Gezeigter Textabschnitt:

- - -

So was ist ämterübergreifend zwischen Sozialem, Bildung, Schulen, Freizeit. Ausgerechnet damit stieß die Notenspur beim Kulturamt an Grenzen: „Nach Meinung des Kulturamtes machen wir zu viele Aktivitäten, die nicht erforderlich wären. Wir sollten nicht Netzwerke für die Musikstadt schaffen und neue Kulturprojekte entwickeln, sondern uns auf das Musikstadtmarketing konzentrieren.“ Damit sind einige Fragen geklärt. So hält man sich Arbeit vom Hals. Werner Schneider resümiert allerdings: „Diesem Hinweis werden wir nicht folgen.“
Da hat er recht, denn für die Musikverwaltung in der Stadt werden Leute bezahlt. Zum Beispiel das Kulturamt. Hier spielt die Musik zwischen den Ämtern, Betrieben und dem Marketing nach außen.

- - -

Bereitgestellte Daten:
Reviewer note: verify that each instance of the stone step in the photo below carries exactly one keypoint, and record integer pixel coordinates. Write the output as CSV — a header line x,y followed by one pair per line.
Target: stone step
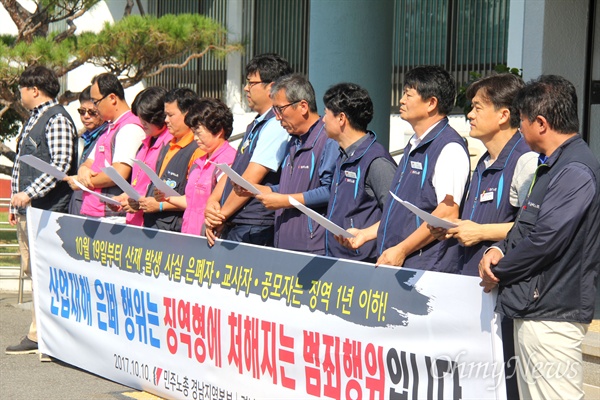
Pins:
x,y
9,279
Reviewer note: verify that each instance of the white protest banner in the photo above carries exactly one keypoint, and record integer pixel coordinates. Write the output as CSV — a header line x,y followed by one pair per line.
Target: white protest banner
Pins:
x,y
163,312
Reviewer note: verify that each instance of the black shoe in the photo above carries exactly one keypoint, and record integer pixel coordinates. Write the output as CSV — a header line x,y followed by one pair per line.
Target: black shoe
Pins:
x,y
25,347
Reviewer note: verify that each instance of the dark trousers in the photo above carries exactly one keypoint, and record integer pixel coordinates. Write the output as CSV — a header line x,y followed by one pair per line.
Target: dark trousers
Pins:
x,y
510,364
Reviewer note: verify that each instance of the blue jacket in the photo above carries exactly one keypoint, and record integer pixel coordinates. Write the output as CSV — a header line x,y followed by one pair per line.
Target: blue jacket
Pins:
x,y
253,212
491,208
351,206
550,268
293,229
413,183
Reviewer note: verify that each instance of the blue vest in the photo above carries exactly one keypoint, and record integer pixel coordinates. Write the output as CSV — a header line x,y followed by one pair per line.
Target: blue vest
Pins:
x,y
413,183
36,144
350,206
175,174
495,207
253,212
293,229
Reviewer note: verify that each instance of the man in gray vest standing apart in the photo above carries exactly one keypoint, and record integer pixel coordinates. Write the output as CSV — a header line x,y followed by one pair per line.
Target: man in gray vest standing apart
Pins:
x,y
49,135
547,267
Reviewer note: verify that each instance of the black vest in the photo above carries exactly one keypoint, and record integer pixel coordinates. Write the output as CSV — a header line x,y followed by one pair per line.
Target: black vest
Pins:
x,y
253,212
36,144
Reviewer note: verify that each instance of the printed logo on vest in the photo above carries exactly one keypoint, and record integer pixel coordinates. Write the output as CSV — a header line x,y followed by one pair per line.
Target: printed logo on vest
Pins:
x,y
416,165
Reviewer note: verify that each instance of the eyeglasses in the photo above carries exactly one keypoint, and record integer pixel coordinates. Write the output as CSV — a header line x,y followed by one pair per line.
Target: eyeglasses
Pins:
x,y
91,112
279,109
96,102
251,84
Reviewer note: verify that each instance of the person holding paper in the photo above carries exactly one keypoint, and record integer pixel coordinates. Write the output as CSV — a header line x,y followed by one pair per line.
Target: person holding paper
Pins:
x,y
547,268
258,158
364,168
433,175
503,174
212,123
149,107
174,162
116,147
95,127
498,187
307,169
50,135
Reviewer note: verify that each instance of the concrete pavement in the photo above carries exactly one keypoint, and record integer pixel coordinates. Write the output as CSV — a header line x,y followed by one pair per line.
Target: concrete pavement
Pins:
x,y
24,377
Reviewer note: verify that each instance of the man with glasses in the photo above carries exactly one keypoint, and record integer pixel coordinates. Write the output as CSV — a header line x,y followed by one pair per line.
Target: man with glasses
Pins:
x,y
433,175
258,158
50,135
307,169
117,147
95,127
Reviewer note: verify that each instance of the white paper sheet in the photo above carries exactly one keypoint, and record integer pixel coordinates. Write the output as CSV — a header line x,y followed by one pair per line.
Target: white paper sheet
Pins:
x,y
425,216
121,182
43,166
102,197
235,177
159,183
321,220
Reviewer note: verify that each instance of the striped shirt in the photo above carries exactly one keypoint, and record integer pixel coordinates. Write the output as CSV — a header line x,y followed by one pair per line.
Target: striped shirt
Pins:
x,y
59,133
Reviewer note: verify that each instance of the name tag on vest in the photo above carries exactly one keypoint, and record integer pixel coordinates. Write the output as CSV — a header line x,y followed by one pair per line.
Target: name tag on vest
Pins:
x,y
416,165
486,196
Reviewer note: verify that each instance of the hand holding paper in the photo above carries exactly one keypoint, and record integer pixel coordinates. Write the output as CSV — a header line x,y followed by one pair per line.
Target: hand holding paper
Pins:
x,y
425,216
43,166
159,183
236,178
121,182
102,197
321,220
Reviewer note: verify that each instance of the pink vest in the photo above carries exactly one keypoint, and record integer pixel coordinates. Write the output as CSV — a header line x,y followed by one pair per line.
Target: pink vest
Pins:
x,y
92,206
201,182
139,180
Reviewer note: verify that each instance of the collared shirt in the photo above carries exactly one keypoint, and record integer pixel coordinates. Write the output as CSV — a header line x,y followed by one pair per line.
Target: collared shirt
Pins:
x,y
452,168
379,175
59,133
177,144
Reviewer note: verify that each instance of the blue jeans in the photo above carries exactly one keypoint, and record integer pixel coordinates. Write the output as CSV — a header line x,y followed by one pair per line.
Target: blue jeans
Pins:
x,y
261,235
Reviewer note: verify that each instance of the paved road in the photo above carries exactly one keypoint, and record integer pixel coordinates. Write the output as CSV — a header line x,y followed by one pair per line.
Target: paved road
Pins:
x,y
24,377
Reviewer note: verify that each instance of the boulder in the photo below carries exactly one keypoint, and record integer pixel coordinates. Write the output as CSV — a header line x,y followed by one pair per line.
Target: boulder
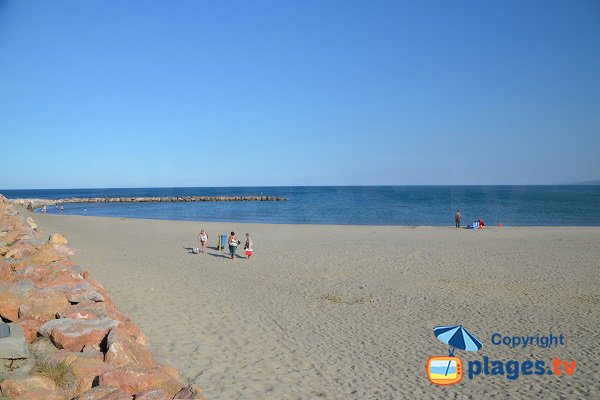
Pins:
x,y
86,309
64,249
57,238
31,223
192,392
42,304
45,394
9,306
16,387
104,393
138,380
30,328
123,350
75,334
153,394
83,292
88,371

- - -

Schriftlicher Auftrag: Zitieren Sie aus dem Textabschnitt über die Notenspur und das Kulturamt die Stelle von „So was ist ämterübergreifend“ bis „Marketing nach außen.“.

Lösung der Aufgabe:
So was ist ämterübergreifend zwischen Sozialem, Bildung, Schulen, Freizeit. Ausgerechnet damit stieß die Notenspur beim Kulturamt an Grenzen: „Nach Meinung des Kulturamtes machen wir zu viele Aktivitäten, die nicht erforderlich wären. Wir sollten nicht Netzwerke für die Musikstadt schaffen und neue Kulturprojekte entwickeln, sondern uns auf das Musikstadtmarketing konzentrieren.“ Damit sind einige Fragen geklärt. So hält man sich Arbeit vom Hals. Werner Schneider resümiert allerdings: „Diesem Hinweis werden wir nicht folgen.“
Da hat er recht, denn für die Musikverwaltung in der Stadt werden Leute bezahlt. Zum Beispiel das Kulturamt. Hier spielt die Musik zwischen den Ämtern, Betrieben und dem Marketing nach außen.